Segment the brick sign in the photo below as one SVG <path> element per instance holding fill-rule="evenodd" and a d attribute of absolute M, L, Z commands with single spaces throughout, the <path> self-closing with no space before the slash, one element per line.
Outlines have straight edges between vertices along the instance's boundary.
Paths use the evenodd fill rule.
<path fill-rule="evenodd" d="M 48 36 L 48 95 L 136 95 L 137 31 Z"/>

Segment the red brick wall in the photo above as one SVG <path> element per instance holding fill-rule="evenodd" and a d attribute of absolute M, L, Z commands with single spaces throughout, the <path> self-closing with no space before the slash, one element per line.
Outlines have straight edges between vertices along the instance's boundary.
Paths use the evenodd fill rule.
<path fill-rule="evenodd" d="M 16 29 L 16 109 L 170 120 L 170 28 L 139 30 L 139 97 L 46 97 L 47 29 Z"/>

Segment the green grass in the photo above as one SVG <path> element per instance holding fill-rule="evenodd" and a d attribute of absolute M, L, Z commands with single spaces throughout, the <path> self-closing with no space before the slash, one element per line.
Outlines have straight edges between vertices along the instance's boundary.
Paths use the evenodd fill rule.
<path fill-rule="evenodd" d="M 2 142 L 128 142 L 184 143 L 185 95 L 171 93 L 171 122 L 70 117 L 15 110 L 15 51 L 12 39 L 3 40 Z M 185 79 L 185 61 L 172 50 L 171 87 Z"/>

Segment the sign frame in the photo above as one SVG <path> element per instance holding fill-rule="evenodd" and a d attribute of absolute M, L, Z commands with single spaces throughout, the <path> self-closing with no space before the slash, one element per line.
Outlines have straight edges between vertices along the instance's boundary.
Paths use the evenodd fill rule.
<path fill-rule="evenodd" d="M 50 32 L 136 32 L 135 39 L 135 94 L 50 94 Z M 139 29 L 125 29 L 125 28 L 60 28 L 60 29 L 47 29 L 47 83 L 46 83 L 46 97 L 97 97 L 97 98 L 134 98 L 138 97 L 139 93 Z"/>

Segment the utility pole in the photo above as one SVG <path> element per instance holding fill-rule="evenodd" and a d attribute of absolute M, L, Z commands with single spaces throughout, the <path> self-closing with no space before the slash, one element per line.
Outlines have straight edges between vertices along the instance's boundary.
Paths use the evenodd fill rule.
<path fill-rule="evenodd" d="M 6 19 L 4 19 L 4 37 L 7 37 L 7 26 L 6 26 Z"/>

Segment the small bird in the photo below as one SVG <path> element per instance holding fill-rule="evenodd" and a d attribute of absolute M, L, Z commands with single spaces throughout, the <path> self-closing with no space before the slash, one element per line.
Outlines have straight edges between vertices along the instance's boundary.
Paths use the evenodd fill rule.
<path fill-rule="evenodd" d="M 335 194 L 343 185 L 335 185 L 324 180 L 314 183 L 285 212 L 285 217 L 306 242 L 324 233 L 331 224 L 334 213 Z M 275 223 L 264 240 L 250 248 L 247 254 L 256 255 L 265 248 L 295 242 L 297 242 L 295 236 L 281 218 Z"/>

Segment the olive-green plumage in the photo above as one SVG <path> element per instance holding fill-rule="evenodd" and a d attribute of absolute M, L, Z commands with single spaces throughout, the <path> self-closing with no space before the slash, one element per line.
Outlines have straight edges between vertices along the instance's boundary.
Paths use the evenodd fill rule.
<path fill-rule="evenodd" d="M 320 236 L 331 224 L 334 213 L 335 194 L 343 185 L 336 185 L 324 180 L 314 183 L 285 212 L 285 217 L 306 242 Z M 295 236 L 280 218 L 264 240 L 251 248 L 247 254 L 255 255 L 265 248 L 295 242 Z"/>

§ Problem details
Can you repeat all of the lines above, switching every "straight edges" to "line segments" and leaving everything else unchanged?

§ The result
Segment the brick sign in the photo below as one SVG <path> element per instance holding fill-rule="evenodd" and a d attribute of absolute M, L, Z commands with single spaces throughout, the <path> self-closing with no space before the slash, one element per line.
Outlines have line segments between vertices along the instance's boundary.
Paths use the evenodd fill rule.
<path fill-rule="evenodd" d="M 48 36 L 48 95 L 136 95 L 137 31 Z"/>

Segment the red brick wall in the photo above as one SVG <path> element per instance holding fill-rule="evenodd" and a d attribute of absolute M, L, Z commands with single spaces throughout, the <path> self-closing with no space before the slash, one element per line.
Outlines have line segments between vertices along the instance's boundary.
Paths use the evenodd fill rule.
<path fill-rule="evenodd" d="M 16 29 L 16 109 L 170 120 L 170 28 L 139 30 L 139 97 L 46 97 L 47 29 Z"/>

Segment the green grass in the photo above as one SVG <path> element per instance holding fill-rule="evenodd" and a d attribute of absolute M, L, Z commands with single spaces throughout, the <path> self-closing with no space before the slash, one element per line.
Outlines have line segments between vertices along the instance's boundary.
Paths use the evenodd fill rule.
<path fill-rule="evenodd" d="M 2 142 L 128 142 L 184 143 L 185 95 L 171 93 L 171 122 L 70 117 L 15 110 L 15 51 L 12 39 L 3 40 Z M 185 79 L 185 61 L 172 50 L 171 87 Z"/>

Segment the sign frame in the photo above as one SVG <path> element per instance holding fill-rule="evenodd" and a d attribute of absolute M, L, Z commands with single spaces throughout, the <path> self-closing with no space before the slash, one element per line.
Outlines have line segments between vertices along the instance's boundary.
Paths use the evenodd fill rule.
<path fill-rule="evenodd" d="M 50 32 L 136 32 L 135 39 L 135 94 L 50 94 Z M 139 29 L 125 29 L 125 28 L 60 28 L 60 29 L 47 29 L 47 83 L 46 83 L 46 97 L 97 97 L 97 98 L 134 98 L 138 97 L 139 93 Z"/>

Segment the utility pole in the photo above as one SVG <path> element per instance holding fill-rule="evenodd" and a d attribute of absolute M, L, Z commands with single spaces throughout, the <path> self-closing with no space before the slash, one element per line.
Outlines have line segments between vertices along the instance's boundary.
Paths use the evenodd fill rule.
<path fill-rule="evenodd" d="M 6 19 L 4 19 L 4 37 L 7 37 L 7 26 L 6 26 Z"/>

Segment the small bird in the photo below as one SVG <path> element per instance holding fill-rule="evenodd" and a d attribute of absolute M, L, Z commands with single spaces throughout, the <path> self-closing with no space before the slash, one element per line.
Outlines have line segments between vertices along the instance's boundary.
Paths use the evenodd fill rule.
<path fill-rule="evenodd" d="M 335 194 L 343 185 L 335 185 L 324 180 L 314 183 L 285 212 L 285 217 L 306 242 L 324 233 L 331 224 L 334 213 Z M 275 223 L 264 240 L 250 248 L 247 254 L 256 255 L 265 248 L 295 242 L 297 242 L 295 236 L 281 218 Z"/>

Segment the olive-green plumage in the photo above as one SVG <path> element per instance holding fill-rule="evenodd" and a d attribute of absolute M, L, Z commands with single spaces throughout, the <path> self-closing with no space before the slash, one element per line.
Outlines have line segments between vertices along the instance's boundary.
Paths use the evenodd fill rule.
<path fill-rule="evenodd" d="M 320 236 L 331 224 L 334 213 L 335 194 L 343 185 L 336 185 L 324 180 L 314 183 L 285 212 L 285 217 L 306 242 Z M 295 236 L 280 218 L 264 240 L 251 248 L 247 254 L 255 255 L 265 248 L 295 242 Z"/>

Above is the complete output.